*** Selected passage Section Begins ***

(1920) Directed by Wallace Worsley; Written by Charles Kenyon; Based on the novel The Penalty, by Gouverneur Morris; Starring: Lon Chaney, Ethel Grey Terry, Claire Adams, Charles Clary, Doris Pawn and Jim Mason; Available on DVD
Rating: *** ½
“When Satan fell from Heaven, he looked for power in Hell.” – Blizzard
Silent films are an ethereal window into another time and place. They possess a sense of unreality that at once distances and tantalizes us. Whenever I sit down to watch a silent movie, I feel privileged to observe a brief glimpse of a world gone by. What was once regarded as a disposable medium is now available for posterity, for future generations to enjoy. When I learned about Eternity of Dream’s Speechless Blogathon, I saw another opportunity to explore a medium that never fails to captivate me. The Penalty is just such a film – a gloriously imperfect reflection of the time when it was created; not just a moldy artifact, but a living artifice.
In the opening scene we see a young Dr. Ferris and his mentor as they discuss emergency surgery that was performed on a young boy who was the victim of a traffic accident. The elder doctor chastises him for unnecessarily amputating both of the boy’s legs above the knee, then agrees to conceal the mistake from the boy’s parents. Unfortunately for Dr. Ferris, the seeds of revenge have been planted, as the anguished boy overhears the doctors’ conversation. The story shifts 27 years later to (then) modern-day San Francisco.

*** Selected passage Section Ends ***
*** Provided information Section Begins ***

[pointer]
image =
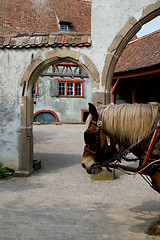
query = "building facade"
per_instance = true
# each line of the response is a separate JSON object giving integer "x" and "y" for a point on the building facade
{"x": 29, "y": 46}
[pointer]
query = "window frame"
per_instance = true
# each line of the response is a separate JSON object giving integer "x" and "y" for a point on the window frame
{"x": 74, "y": 89}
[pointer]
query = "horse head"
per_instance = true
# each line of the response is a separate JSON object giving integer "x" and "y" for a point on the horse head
{"x": 99, "y": 146}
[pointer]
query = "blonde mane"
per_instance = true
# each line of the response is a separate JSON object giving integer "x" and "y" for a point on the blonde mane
{"x": 128, "y": 122}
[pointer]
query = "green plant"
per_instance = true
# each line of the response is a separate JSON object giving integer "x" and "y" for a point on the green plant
{"x": 5, "y": 171}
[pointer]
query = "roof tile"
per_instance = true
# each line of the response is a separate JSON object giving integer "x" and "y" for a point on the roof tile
{"x": 53, "y": 40}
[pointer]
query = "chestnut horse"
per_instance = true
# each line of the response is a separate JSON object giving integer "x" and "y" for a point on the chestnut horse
{"x": 114, "y": 128}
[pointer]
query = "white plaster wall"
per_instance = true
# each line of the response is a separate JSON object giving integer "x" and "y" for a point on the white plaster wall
{"x": 12, "y": 67}
{"x": 108, "y": 17}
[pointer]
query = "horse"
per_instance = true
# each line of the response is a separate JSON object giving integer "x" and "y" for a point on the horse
{"x": 113, "y": 129}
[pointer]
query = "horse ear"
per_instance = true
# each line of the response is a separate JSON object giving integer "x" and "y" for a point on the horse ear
{"x": 93, "y": 111}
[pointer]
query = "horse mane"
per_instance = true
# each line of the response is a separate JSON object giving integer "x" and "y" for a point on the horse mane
{"x": 128, "y": 123}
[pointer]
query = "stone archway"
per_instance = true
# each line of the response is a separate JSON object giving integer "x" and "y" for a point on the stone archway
{"x": 121, "y": 40}
{"x": 38, "y": 64}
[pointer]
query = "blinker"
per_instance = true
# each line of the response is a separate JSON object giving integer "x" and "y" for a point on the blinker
{"x": 90, "y": 138}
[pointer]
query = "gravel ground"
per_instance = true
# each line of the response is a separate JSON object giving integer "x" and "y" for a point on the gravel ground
{"x": 61, "y": 202}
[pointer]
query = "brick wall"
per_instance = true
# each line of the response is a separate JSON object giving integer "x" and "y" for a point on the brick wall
{"x": 42, "y": 16}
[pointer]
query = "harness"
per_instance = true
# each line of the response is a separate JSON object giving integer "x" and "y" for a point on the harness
{"x": 93, "y": 139}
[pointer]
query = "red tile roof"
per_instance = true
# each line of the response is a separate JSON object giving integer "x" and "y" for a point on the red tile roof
{"x": 30, "y": 16}
{"x": 47, "y": 40}
{"x": 141, "y": 53}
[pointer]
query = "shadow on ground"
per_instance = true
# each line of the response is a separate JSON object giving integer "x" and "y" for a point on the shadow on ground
{"x": 145, "y": 215}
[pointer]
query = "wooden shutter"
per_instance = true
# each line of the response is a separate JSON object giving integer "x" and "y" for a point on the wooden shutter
{"x": 53, "y": 88}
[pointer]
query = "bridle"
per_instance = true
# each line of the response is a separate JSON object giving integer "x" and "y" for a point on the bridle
{"x": 92, "y": 139}
{"x": 95, "y": 142}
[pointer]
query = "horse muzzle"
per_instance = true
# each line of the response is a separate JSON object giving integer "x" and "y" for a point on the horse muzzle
{"x": 93, "y": 169}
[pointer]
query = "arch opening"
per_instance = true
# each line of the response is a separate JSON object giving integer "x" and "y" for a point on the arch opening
{"x": 37, "y": 67}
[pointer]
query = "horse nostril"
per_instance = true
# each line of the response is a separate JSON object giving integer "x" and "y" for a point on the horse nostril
{"x": 83, "y": 165}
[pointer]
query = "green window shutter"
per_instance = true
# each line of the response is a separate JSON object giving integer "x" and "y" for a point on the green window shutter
{"x": 53, "y": 88}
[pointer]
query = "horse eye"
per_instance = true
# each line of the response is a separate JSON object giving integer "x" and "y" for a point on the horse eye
{"x": 92, "y": 148}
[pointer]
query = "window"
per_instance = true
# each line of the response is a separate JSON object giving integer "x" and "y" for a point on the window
{"x": 71, "y": 88}
{"x": 64, "y": 28}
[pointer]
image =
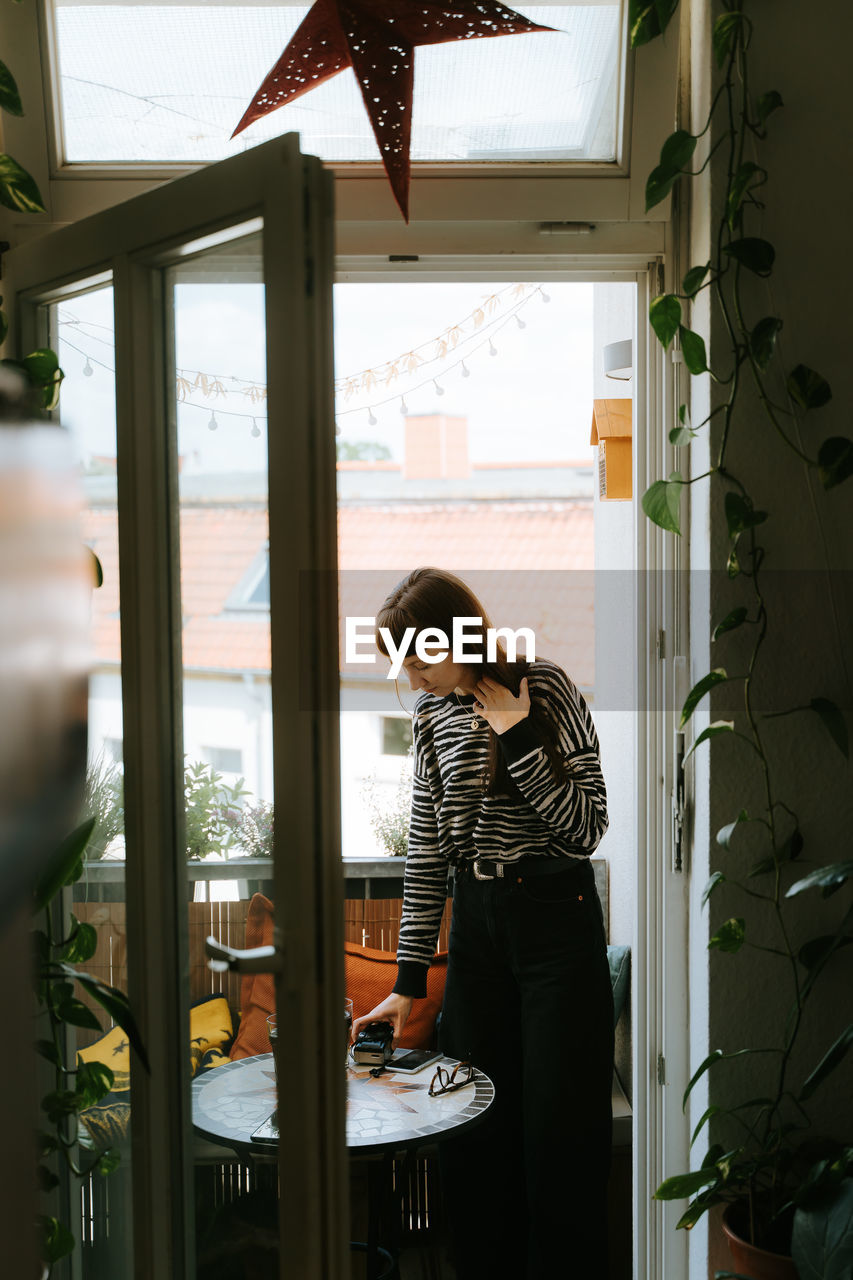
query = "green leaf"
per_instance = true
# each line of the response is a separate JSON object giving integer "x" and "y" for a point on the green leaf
{"x": 661, "y": 503}
{"x": 78, "y": 1014}
{"x": 829, "y": 880}
{"x": 685, "y": 1184}
{"x": 739, "y": 184}
{"x": 715, "y": 677}
{"x": 833, "y": 1057}
{"x": 82, "y": 944}
{"x": 665, "y": 316}
{"x": 762, "y": 339}
{"x": 115, "y": 1004}
{"x": 658, "y": 184}
{"x": 733, "y": 563}
{"x": 648, "y": 21}
{"x": 730, "y": 936}
{"x": 725, "y": 30}
{"x": 712, "y": 730}
{"x": 716, "y": 878}
{"x": 56, "y": 1240}
{"x": 60, "y": 1104}
{"x": 808, "y": 388}
{"x": 712, "y": 1111}
{"x": 108, "y": 1162}
{"x": 756, "y": 255}
{"x": 740, "y": 515}
{"x": 725, "y": 833}
{"x": 94, "y": 1082}
{"x": 18, "y": 190}
{"x": 822, "y": 1237}
{"x": 769, "y": 103}
{"x": 97, "y": 568}
{"x": 48, "y": 1050}
{"x": 835, "y": 461}
{"x": 693, "y": 350}
{"x": 46, "y": 1179}
{"x": 735, "y": 618}
{"x": 817, "y": 950}
{"x": 680, "y": 435}
{"x": 699, "y": 1206}
{"x": 42, "y": 365}
{"x": 63, "y": 864}
{"x": 693, "y": 279}
{"x": 833, "y": 722}
{"x": 9, "y": 95}
{"x": 678, "y": 149}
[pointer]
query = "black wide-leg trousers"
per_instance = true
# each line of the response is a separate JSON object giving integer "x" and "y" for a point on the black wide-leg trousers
{"x": 529, "y": 1001}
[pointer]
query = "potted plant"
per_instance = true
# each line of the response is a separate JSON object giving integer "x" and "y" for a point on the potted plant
{"x": 211, "y": 810}
{"x": 788, "y": 1193}
{"x": 389, "y": 819}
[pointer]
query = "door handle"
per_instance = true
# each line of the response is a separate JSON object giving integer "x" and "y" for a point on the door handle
{"x": 252, "y": 960}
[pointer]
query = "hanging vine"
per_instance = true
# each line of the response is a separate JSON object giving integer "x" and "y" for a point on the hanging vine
{"x": 785, "y": 1183}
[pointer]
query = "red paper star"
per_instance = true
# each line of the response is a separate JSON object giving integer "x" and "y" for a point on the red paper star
{"x": 378, "y": 40}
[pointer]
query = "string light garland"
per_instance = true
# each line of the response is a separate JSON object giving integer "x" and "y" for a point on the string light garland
{"x": 452, "y": 339}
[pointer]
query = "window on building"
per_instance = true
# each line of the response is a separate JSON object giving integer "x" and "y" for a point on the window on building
{"x": 224, "y": 759}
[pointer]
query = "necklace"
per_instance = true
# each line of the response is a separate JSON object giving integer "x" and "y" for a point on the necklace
{"x": 475, "y": 722}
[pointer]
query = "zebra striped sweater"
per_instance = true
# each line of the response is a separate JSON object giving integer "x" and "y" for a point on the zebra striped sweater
{"x": 452, "y": 821}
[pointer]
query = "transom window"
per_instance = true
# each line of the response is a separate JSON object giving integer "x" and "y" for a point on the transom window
{"x": 165, "y": 82}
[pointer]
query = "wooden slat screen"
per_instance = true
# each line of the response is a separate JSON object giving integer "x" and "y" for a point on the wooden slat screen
{"x": 369, "y": 922}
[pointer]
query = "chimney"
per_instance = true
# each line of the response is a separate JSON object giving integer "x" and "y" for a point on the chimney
{"x": 436, "y": 447}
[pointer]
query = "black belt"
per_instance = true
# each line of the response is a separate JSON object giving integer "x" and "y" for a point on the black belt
{"x": 492, "y": 868}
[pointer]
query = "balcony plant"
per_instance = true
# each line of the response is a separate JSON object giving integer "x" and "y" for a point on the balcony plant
{"x": 62, "y": 945}
{"x": 787, "y": 1191}
{"x": 389, "y": 818}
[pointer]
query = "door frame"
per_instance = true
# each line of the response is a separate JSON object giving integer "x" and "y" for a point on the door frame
{"x": 131, "y": 245}
{"x": 658, "y": 946}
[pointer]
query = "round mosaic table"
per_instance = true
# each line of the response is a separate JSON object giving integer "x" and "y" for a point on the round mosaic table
{"x": 388, "y": 1112}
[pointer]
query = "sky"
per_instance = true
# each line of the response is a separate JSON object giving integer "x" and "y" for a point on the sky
{"x": 536, "y": 388}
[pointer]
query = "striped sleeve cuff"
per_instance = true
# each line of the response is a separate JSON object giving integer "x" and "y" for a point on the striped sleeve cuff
{"x": 411, "y": 978}
{"x": 519, "y": 740}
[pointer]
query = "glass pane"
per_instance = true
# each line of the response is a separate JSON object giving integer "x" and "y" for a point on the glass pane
{"x": 168, "y": 82}
{"x": 215, "y": 312}
{"x": 82, "y": 334}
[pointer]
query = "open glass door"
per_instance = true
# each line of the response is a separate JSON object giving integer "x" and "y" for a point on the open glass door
{"x": 208, "y": 301}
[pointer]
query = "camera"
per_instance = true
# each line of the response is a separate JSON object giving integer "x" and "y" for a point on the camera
{"x": 373, "y": 1043}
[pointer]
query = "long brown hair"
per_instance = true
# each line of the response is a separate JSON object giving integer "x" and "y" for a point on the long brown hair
{"x": 433, "y": 598}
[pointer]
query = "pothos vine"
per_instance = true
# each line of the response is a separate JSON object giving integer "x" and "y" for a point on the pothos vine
{"x": 767, "y": 1165}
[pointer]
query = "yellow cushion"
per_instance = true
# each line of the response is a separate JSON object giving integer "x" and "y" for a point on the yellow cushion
{"x": 210, "y": 1036}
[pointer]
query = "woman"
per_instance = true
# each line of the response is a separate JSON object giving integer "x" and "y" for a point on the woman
{"x": 507, "y": 790}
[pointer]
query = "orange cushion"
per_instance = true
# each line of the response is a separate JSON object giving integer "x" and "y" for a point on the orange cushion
{"x": 369, "y": 977}
{"x": 256, "y": 990}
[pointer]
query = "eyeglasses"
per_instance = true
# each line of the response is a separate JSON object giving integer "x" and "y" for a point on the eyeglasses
{"x": 445, "y": 1082}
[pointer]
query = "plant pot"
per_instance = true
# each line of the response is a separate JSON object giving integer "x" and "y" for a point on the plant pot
{"x": 749, "y": 1260}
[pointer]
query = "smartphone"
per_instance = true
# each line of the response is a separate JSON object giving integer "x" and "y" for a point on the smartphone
{"x": 415, "y": 1060}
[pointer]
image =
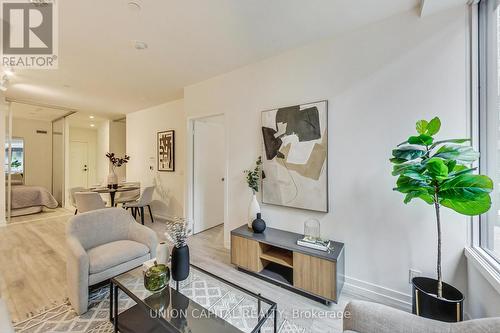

*** Provided information Section Ends ***

**Task objective**
Pick up the review of the 1920 silent film The Penalty after its last sentence and continue it.

**Response to the exercise**
The boy has grown into a ruthless underworld kingpin known as Blizzard (Lon Chaney). Despite his affliction, he builds a citywide crime syndicate that demands absolute fealty from his allies and intimidation of his enemies. Chaney used an elaborate, painful, harness to conceal his lower legs, and walked on his knees to create the illusion that he was a double amputee. The effect was so convincing to audiences of the 1920s that The Penalty once included a final scene (now lost) depicting Chaney walking around on his full legs. But Chaney succeeds as Blizzard not only because of the physical demands of the role, but his expressive portrayal of a man consumed by his lust for power. He carefully sets the elements of revenge in place like a spider casting an elaborate web. Once his plans have come to fruition, he vows to rule the city “…with the pleasures of a Nero and powers of a Caesar.” Fittingly, he poses for a bust of Satan by Barbara Ferris (Claire Adams), none other than the daughter of the doctor who maimed him. Blizzard knows that she’s the key to his plan in exacting his vengeance on her father.
Blizzard finds his nemesis and muse in the guise of Rose (Ethel Grey Terry), a secret agent tasked with exposing his underworld operation. She goes undercover as one of the women working in his hat-making sweatshop, but soon finds that his business activities are much more ambitious. Even after he discovers her true intent, he decides to keep her under his wing instead of dispatching her. His uncustomary display of mercy demonstrates his growing ambivalence toward her, with equal measures of admiration and betrayal.
The Penalty contains some surprising pre-code content, with sexual innuendos, depictions of a brothel, and a nude sculptor’s model. Blizzard’s bizarre relationship with Rose is rife with thinly veiled sexual tension. He enjoys the fact that Rose is held captive for his amusement; she pushes the pedals on his piano as he fingers the keys.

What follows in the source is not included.